==== ИСХОДНЫЙ ТЕКСТ

Он был опьянен свободой, возбужден открывшимися перспективами, воодушевлен петербургскими литературными баталиями: он свято верил в «великость» журнального дела. Он прямо‑таки рвался в журналистику, добиваясь трибуны, которая обеспечивала прямое и непосредственное общение с читателем. Превыше всего ценивший «новое слово» и все десять сибирских лет мечтавший о нем, он страстно желал наконец произнести его. В тот момент он почти не чувствовал различий между журналистикой и сочинительством и не мог, конечно, смотреть на статью для журнала или газеты, на критическую рецензию или публицистическое выступление как на второсортную, черную работу.
Он, без сомнения, испытывал настоящую «тоску по текущему» — по текущей литературе, текущей периодике и текущим полемическим страстям. Ближе всех сотрудничавший с Достоевским, редактором «Времени» и «Эпохи», Страхов утверждал: «Федор Михайлович любил журналистику и охотно служил ей… Он с молодости был воспитан на журналистике и остался ей верен до конца. Он вполне и без разделения примыкал к той литературе, которая кипела вокруг него, не становился никогда в стороне от нее. Обыкновенное его чтение были русские журналы и газеты. Его внимание было постоянно устремлено на его собратий по части изящной словесности, на всякие критические отзывы и об нем самом и об других. Он очень дорожил всяким успехом, всякою похвалою и очень огорчался нападками и бранью. Тут были его главные умственные интересы, да тут же были и его вещественные интересы. Он жил исключительно литературным трудом, никогда и не предполагая для себя какого‑нибудь другого занятия, не задаваясь и мыслью о каком‑нибудь месте, казенном или частном… Литература была вполне родною сферою Федора Михайловича; он избрал ее своею профессиею и иногда даже высказывал гордость этим своим положением. Он усердно трудился и работал, и достиг своего: он сделал одну из блистательных литературных карьер…»[107]
Многосторонняя и полнообъемная литературнообщественная деятельность, к которой стремился Достоевский, вторично вступая на литературное поприще, удачно совпала с выходом в Москве первого в его жизни двухтомника: в начале февраля 1860 года Тургенев привез от издателя H. A. Основского причитавшуюся за двухтомник часть гонорара — 600 рублей серебром. «Вместо предполагаемых мною пятидесяти листов Ваших сочинений вышло с лишком 60»[108], — писал ему чуть позже издатель. Уже к началу лета успех был стремительно закреплен: составленные и посланные в Цензурный комитет программа журнала и специальное прошение были восприняты положительно; и, как только искомое разрешение было получено, все столичные газеты напечатали объявления об издании «Времени».

========
==== МАТЕРИАЛ

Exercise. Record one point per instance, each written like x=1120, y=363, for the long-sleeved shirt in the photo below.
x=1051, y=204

========
==== МАТЕРИАЛ

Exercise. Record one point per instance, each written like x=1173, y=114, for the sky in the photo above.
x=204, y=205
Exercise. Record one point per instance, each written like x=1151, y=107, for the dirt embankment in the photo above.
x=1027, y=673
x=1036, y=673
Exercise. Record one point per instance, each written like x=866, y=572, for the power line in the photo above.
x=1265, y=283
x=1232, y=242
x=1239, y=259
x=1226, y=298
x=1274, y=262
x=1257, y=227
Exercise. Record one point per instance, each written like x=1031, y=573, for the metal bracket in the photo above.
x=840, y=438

========

◆ ЗАДАНИЕ 1 ◆
Ответьте на вопросы по тексту о Достоевском.
(a) Сколько лет он мечтал о «новом слове»?
(b) Что, по утверждению Страхова, было обыкновенным чтением Федора Михайловича?
(c) Кто в начале февраля 1860 года привез часть гонорара за двухтомник?
◆ ЗАДАНИЕ 2 ◆
Пожалуйста, выведите без изменений строки записей от строки с «the photo below.» до строки с «x=1051, y=204» включительно.

◆ ОТВЕТ 1 ◆
(a) Все десять сибирских лет.
(b) Русские журналы и газеты.
(c) Тургенев.

◆ ОТВЕТ 2 ◆
Exercise. Record one point per instance, each written like x=1120, y=363, for the long-sleeved shirt in the photo below.
x=1051, y=204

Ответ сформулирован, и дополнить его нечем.